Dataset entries
Start of Block
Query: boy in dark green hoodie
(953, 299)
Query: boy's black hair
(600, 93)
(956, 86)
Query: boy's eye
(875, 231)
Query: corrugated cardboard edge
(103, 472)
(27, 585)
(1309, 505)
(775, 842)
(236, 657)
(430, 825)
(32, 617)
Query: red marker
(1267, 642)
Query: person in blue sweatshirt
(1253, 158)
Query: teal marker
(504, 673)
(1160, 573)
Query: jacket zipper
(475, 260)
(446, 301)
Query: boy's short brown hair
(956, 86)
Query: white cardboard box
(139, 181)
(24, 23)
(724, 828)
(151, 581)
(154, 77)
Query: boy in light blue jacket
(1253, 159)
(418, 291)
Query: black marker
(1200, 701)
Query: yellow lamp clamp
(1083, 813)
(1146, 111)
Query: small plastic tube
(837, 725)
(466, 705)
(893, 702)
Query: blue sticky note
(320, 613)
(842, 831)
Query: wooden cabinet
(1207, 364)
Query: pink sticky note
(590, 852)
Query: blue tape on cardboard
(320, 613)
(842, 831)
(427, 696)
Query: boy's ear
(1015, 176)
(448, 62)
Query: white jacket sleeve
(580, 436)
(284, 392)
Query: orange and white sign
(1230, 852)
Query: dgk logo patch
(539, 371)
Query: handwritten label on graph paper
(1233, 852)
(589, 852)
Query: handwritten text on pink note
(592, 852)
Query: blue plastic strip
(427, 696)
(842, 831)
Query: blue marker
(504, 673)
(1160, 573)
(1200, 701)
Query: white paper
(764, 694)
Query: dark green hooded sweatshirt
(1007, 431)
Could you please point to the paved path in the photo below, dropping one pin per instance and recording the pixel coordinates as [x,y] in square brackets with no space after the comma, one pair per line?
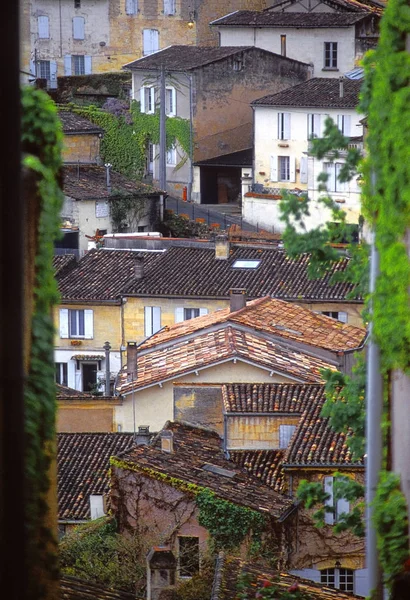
[224,214]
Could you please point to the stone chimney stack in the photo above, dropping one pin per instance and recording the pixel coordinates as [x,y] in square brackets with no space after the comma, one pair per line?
[221,247]
[237,298]
[131,360]
[143,436]
[161,568]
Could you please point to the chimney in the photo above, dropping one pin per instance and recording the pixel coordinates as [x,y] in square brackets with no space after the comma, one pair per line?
[131,360]
[143,436]
[138,268]
[167,441]
[341,86]
[161,569]
[237,298]
[221,247]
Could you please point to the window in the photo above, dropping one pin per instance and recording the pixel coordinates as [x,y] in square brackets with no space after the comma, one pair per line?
[341,579]
[152,320]
[188,556]
[343,123]
[169,7]
[283,45]
[183,314]
[43,25]
[131,7]
[282,168]
[150,41]
[333,183]
[172,156]
[61,373]
[339,316]
[338,507]
[76,323]
[147,99]
[313,125]
[283,126]
[170,102]
[330,58]
[78,28]
[285,433]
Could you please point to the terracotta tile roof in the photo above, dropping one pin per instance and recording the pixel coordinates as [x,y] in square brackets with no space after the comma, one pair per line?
[83,463]
[73,588]
[276,318]
[265,465]
[88,182]
[270,397]
[301,20]
[196,273]
[193,448]
[316,92]
[230,568]
[214,347]
[74,124]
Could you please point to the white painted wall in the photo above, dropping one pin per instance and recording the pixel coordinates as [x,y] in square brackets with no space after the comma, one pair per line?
[306,45]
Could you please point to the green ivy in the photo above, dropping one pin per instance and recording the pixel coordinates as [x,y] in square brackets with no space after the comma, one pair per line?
[227,523]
End of Block
- PROBLEM STATEMENT -
Set down the records above exactly, leaving out pictures.

- SOLUTION TO THE PROBLEM -
Query: boy in dark green hoodie
(953, 299)
Query: boy's black hair
(600, 93)
(956, 86)
Query: boy's eye
(875, 231)
Query: corrugated cardboard edge
(103, 472)
(27, 585)
(1309, 505)
(775, 842)
(236, 657)
(430, 825)
(32, 617)
Query: red marker
(1267, 642)
Query: person in blue sweatshirt
(1253, 158)
Query: teal marker
(504, 673)
(1160, 573)
Query: jacket zipper
(475, 260)
(446, 301)
Query: boy's short brown hair
(956, 86)
Query: white cardboard box
(139, 181)
(24, 23)
(724, 828)
(151, 581)
(154, 77)
Query: boy in light blue jacket
(1253, 159)
(418, 291)
Query: black marker
(1200, 701)
Query: yellow lamp clamp
(1083, 813)
(1146, 111)
Query: small plastic tube
(837, 725)
(466, 705)
(893, 702)
Query: blue sticky note
(320, 613)
(842, 831)
Query: wooden cabinet
(1207, 364)
Query: pink sticky note
(590, 852)
Query: blue tape on cardboard
(320, 613)
(842, 831)
(427, 696)
Query: boy's ear
(1015, 176)
(448, 62)
Query: white jacket sleeve
(580, 436)
(284, 392)
Query: orange and white sign
(1230, 852)
Query: dgk logo patch
(539, 371)
Query: handwritten label on graph paper
(1233, 852)
(589, 852)
Query: handwritten text on pink note
(592, 852)
Query: blue plastic strip
(427, 696)
(842, 831)
Query: blue marker
(504, 673)
(1160, 573)
(1200, 701)
Query: white paper
(764, 694)
Query: dark green hooded sweatshirt
(1007, 431)
Could you please point to the paved path in the photo below, dropping one pin per instance and recording the pixel coordinates as [x,y] in square brackets with no space after the comma, one pair per line?
[224,214]
Could you please point to the stone chimney stack in the photo above, dropping one pin per instance and recording the pixel coordinates as [x,y] in square brackets with no space after the comma, one pair per line?
[221,247]
[237,298]
[131,360]
[143,436]
[161,568]
Could you please point to the chimney in the photo above, dropping one pin per instance and recording the pixel coordinates as [x,y] in square brackets with no space after the comma, one pair per line?
[131,360]
[143,436]
[138,268]
[167,441]
[341,86]
[161,569]
[237,298]
[221,247]
Could you please point to the window in the photo above, dropping one pin per instance and recording the pixel coordinates as [x,y] in square brackets with no space after the comma, one pair per line?
[341,579]
[152,320]
[188,556]
[343,123]
[169,7]
[283,45]
[183,314]
[43,25]
[131,7]
[282,168]
[150,41]
[333,183]
[172,156]
[61,373]
[339,316]
[338,507]
[76,323]
[147,99]
[313,125]
[283,126]
[170,102]
[330,58]
[78,28]
[285,433]
Could you please point to the terracotta tile roof in the photo above, dropping one pin per instance and recording the pixel coordinates as [x,y] in square brackets with no space after the comma, one pair per line?
[83,463]
[73,588]
[276,318]
[265,465]
[88,182]
[270,397]
[301,20]
[196,273]
[193,448]
[316,92]
[230,568]
[214,347]
[74,124]
Could you please point to the white painted wall in the photo above, dropping one pin per instance and recording the pixel coordinates as [x,y] in square brackets with no space after the comma, one pair per line?
[306,45]
Could you please point to the green ivy in the photo above, dropping one pin per instance and recording the pixel coordinates as [x,y] in square brackets with no space after the comma, one pair per line?
[227,523]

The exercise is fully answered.